> [What you have to do]: Please return the data that follows precisely as written, but without the images.

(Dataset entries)
↓

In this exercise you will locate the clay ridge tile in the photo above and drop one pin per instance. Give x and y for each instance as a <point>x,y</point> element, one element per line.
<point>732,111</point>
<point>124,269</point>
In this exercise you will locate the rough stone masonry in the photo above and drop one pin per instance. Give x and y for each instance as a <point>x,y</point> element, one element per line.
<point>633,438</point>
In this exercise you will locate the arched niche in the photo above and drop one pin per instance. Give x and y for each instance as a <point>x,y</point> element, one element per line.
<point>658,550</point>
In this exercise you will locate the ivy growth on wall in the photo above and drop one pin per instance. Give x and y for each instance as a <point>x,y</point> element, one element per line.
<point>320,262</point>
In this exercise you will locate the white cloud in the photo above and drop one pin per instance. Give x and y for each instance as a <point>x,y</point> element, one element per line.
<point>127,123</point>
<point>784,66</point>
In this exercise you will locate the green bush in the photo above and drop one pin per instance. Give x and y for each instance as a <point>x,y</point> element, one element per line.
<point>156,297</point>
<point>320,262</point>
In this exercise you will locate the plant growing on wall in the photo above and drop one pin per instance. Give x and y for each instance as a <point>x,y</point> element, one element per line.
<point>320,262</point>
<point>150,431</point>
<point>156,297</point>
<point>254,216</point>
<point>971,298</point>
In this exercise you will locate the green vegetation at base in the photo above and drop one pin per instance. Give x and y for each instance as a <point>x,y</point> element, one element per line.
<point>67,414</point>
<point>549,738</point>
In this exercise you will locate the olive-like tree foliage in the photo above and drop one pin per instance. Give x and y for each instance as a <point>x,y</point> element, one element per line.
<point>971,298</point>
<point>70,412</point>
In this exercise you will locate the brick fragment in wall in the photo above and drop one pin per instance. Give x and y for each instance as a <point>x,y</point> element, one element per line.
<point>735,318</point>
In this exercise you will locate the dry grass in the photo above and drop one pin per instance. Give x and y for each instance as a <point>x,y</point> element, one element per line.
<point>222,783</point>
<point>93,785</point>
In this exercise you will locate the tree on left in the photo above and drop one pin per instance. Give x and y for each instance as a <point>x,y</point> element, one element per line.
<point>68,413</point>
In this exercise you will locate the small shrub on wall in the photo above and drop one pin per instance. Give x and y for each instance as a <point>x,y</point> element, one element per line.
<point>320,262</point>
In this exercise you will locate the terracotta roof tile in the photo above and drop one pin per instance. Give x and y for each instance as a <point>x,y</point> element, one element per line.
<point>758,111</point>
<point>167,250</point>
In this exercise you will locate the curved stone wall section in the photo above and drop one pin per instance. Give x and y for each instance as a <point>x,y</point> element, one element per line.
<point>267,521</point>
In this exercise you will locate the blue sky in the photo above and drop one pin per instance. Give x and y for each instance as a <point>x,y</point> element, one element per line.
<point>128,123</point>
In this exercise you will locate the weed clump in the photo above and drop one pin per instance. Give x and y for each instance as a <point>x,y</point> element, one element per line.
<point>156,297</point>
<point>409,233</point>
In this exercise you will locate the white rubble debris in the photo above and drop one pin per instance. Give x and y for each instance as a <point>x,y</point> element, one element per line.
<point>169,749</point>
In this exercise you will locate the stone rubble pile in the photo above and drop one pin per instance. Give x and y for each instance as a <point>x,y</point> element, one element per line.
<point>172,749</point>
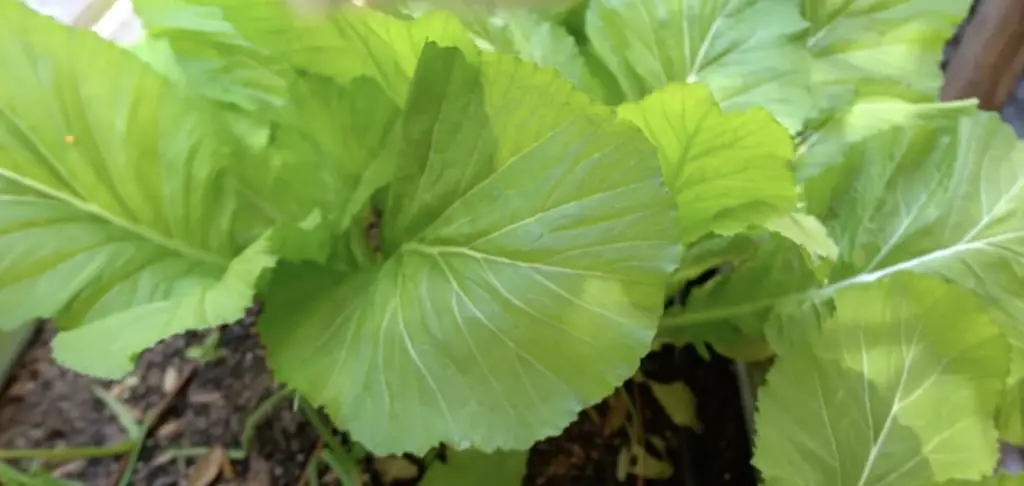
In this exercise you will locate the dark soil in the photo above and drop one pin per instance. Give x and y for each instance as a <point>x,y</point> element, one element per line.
<point>46,406</point>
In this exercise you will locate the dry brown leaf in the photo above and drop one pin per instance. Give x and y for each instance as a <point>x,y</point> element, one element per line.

↑

> [Written response]:
In this exercise you will locate the clay ridge tile in the photo above and drop one pin per instance. Give x and y for each instance as a <point>x,y</point> element, one element per line.
<point>732,111</point>
<point>124,269</point>
In this exercise you will locate the rough stone masonry in the photo above and drop one pin per instance. Give x and y for each instance as a <point>x,y</point> element, one element per line.
<point>633,438</point>
In this exercise you will locate the arched niche in the photo above and drop one pin per instance. Give x and y for each instance as a <point>x,y</point> element, one element per line.
<point>658,550</point>
In this exercise you will locate the ivy growth on wall in the photo above and drop one pin per instance. Give x and y for each instance as a <point>x,y</point> element, one element per line.
<point>320,262</point>
In this exercise you will locate the white cloud in the photo above and drop one pin per instance. Give x and y for each instance as a <point>x,y</point> element, one element per line.
<point>127,123</point>
<point>784,66</point>
In this exercise you will locate the green bush in the photo above and drop one pin per instance. Give x and y for each instance as a <point>x,y</point> element, one element per line.
<point>156,297</point>
<point>320,262</point>
In this exercise you will locate the plant growing on wall in the photo above and drop one pin per instance. Give x and y for each instance as a <point>x,y</point> element, one element per line.
<point>320,262</point>
<point>150,431</point>
<point>156,297</point>
<point>254,216</point>
<point>971,298</point>
In this exercise you will locate the green vegetation at base in the photo above and drop one pin per instance. Give x and y for each instance as a <point>x,y</point> element, one element per line.
<point>67,414</point>
<point>549,738</point>
In this exercise you will locate the olive-like tree foliage in the photo above and drop one pin per instance. Give x and y for each instance as a <point>x,y</point> element, one element per line.
<point>971,298</point>
<point>70,412</point>
In this exercise you will locate the brick fragment in wall in the photo above and drop one pin per instance. Give x and y for each instance as a <point>x,y</point> element, one element per line.
<point>735,318</point>
In this exercise you will locate the dry grass in the photo above and drop one pin per instance. Give x and y for each instance as a <point>x,y</point> element, one element per line.
<point>222,783</point>
<point>93,785</point>
In this exercise you will locate the tree on left in the photo above and drop one pin per instance. Give x and y for each instance as a <point>x,y</point> element, one element per line.
<point>68,413</point>
In this exercise you will locate the small shrub on wall in the photo above and drop one pin per instance. Give x and y for each instance as a <point>x,y</point> element, one element per line.
<point>320,262</point>
In this exercise you will locate the terracotta roof tile in the photo above and drop one pin per instance. Give x and y for each instance as a <point>x,y</point> element, one element per line.
<point>758,111</point>
<point>167,250</point>
In this exercise you will locate the curved stone wall section in the photo above and drop one pin per instance. Give x and y for each instance as a <point>x,y</point> element, one element per line.
<point>267,521</point>
In this exercise you will locate the blue sky in the photo above and drop one pin per instance. Give x and y for each instance as a <point>x,y</point> element, one element per line.
<point>128,123</point>
In this exercise you will locate the weed clump in the photo above and drop one pin per instance. Give x and y for each instance as a <point>x,y</point> element, one element per line.
<point>156,297</point>
<point>409,233</point>
In this exercise you will locate the white rubble debris in the photo above and drop one pin per instance. Give x and y for each instance as a <point>x,y</point> element, one element per line.
<point>169,749</point>
In this exercise you will locate the stone rubble pile in the photo above and drop one pin per instance. Give x and y for each instance as a <point>x,y</point> element, one element per line.
<point>172,749</point>
In this exercise you will locate the dark soil in the photo above and drop one pin per instance. Give x and y for each instance as a <point>x,y</point> element, one element per line.
<point>46,406</point>
In this exercise you will locate the dry brown leaf in the photo above and drop one pin per instance. Give x and y for each instance as a <point>x,y</point> element, one element per line.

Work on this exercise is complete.